▶ [WHAT YOU NEED TO DO]: Gather every line of the listing below that contains the string "distant" and copy each one out. Case counts.

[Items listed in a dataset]
☆ ☆ ☆ ☆

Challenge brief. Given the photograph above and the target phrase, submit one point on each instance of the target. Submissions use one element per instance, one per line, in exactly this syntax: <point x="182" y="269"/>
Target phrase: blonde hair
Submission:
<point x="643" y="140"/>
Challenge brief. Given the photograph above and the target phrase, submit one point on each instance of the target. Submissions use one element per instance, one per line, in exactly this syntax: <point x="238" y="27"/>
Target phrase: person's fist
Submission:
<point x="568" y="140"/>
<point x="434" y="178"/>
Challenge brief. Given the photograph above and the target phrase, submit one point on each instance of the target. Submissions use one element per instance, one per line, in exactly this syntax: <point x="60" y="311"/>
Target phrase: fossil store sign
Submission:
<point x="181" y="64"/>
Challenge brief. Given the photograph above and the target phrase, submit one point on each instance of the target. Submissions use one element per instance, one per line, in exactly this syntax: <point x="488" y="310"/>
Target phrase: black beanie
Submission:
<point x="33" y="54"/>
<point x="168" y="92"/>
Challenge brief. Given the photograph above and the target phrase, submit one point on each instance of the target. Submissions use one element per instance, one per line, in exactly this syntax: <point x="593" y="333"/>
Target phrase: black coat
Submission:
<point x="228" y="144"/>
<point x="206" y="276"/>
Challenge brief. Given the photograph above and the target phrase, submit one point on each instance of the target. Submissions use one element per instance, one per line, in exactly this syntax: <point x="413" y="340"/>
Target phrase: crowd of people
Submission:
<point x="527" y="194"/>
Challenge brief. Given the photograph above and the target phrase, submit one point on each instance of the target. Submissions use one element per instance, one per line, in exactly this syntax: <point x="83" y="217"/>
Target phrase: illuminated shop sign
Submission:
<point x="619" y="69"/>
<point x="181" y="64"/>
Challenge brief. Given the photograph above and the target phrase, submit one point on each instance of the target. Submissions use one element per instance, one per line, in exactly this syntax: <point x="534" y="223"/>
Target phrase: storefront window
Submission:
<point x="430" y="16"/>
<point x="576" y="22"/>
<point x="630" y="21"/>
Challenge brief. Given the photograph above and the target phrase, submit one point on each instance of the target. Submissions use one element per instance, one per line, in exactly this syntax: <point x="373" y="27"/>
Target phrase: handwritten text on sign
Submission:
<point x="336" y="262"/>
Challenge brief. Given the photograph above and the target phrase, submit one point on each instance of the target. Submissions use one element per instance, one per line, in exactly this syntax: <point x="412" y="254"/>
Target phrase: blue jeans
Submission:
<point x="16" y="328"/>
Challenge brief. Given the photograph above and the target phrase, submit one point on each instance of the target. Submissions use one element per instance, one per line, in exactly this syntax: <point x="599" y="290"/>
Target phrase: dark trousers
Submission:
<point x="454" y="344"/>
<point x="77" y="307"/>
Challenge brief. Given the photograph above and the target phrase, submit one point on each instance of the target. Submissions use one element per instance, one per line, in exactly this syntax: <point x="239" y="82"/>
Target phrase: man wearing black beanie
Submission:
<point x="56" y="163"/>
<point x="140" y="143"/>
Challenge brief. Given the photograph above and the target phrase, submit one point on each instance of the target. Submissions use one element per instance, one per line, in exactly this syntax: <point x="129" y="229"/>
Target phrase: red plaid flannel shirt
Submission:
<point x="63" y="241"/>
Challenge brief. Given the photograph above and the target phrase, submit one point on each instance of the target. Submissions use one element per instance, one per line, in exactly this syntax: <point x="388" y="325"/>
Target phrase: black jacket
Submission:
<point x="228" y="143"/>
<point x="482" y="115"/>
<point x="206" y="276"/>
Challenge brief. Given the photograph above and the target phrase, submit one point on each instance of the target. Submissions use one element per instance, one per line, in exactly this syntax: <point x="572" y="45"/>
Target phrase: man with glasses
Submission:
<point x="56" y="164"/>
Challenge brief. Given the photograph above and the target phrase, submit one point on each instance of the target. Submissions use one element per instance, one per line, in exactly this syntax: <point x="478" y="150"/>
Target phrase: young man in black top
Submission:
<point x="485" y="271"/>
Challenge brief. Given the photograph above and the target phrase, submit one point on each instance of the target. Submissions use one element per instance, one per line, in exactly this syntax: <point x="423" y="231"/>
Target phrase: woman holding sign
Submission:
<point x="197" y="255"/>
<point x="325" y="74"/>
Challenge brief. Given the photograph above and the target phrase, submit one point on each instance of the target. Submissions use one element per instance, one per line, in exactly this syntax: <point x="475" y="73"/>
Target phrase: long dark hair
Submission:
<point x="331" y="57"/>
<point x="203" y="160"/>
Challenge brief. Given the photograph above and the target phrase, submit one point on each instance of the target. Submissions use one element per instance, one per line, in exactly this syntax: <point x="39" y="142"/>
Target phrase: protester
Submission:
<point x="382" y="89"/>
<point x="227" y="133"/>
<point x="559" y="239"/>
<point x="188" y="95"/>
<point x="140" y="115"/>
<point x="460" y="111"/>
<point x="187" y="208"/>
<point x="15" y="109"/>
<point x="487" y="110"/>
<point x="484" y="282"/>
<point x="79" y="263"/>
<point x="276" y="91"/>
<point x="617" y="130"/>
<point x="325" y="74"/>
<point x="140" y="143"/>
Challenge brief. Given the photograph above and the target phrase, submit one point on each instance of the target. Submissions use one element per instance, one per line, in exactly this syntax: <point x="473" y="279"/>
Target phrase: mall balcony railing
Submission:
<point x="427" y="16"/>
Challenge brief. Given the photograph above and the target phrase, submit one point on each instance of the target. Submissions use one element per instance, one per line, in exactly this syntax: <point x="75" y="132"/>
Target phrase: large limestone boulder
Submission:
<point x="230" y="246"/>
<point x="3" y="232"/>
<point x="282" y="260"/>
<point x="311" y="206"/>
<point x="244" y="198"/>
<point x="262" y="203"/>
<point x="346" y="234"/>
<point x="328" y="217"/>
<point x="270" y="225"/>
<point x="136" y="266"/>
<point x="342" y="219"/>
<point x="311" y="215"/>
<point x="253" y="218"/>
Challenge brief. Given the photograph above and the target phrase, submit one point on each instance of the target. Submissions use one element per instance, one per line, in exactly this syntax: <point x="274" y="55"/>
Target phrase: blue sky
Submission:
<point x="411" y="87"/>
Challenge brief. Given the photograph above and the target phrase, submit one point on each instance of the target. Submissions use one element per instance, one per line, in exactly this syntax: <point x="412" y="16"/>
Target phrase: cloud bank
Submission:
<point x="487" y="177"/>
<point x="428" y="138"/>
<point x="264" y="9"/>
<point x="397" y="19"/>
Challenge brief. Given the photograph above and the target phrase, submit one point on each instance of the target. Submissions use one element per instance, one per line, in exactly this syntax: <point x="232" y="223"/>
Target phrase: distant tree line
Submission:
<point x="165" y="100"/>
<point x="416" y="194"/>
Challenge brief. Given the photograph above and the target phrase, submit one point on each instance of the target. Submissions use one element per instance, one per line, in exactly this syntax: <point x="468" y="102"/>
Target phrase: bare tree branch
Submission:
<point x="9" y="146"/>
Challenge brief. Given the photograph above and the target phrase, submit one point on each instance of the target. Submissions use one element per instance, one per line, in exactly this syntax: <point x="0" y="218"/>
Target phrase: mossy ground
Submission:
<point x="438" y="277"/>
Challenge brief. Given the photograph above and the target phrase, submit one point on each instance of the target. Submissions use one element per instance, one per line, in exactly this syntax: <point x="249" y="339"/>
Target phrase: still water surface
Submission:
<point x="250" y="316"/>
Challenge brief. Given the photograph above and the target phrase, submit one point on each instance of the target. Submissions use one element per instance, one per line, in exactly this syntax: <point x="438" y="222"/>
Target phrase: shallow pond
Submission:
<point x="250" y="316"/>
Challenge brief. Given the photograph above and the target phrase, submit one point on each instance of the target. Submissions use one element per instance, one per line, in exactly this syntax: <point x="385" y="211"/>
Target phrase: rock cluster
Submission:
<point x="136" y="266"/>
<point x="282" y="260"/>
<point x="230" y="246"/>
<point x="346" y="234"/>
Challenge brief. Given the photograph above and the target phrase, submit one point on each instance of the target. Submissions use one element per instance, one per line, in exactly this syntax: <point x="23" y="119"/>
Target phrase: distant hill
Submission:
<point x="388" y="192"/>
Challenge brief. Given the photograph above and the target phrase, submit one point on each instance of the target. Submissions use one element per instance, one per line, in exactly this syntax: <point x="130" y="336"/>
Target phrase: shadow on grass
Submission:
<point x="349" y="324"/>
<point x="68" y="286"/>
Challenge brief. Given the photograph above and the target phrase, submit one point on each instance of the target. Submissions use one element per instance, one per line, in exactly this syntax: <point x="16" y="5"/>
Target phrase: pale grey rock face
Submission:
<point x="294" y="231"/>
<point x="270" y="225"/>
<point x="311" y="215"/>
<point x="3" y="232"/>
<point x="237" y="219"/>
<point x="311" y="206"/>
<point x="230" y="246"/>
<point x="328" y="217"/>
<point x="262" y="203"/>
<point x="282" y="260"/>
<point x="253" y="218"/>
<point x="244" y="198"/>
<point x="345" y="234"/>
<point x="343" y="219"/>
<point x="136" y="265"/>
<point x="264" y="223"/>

☆ ☆ ☆ ☆

▶ [SOLUTION]:
Target phrase: distant tree line
Target phrase: distant hill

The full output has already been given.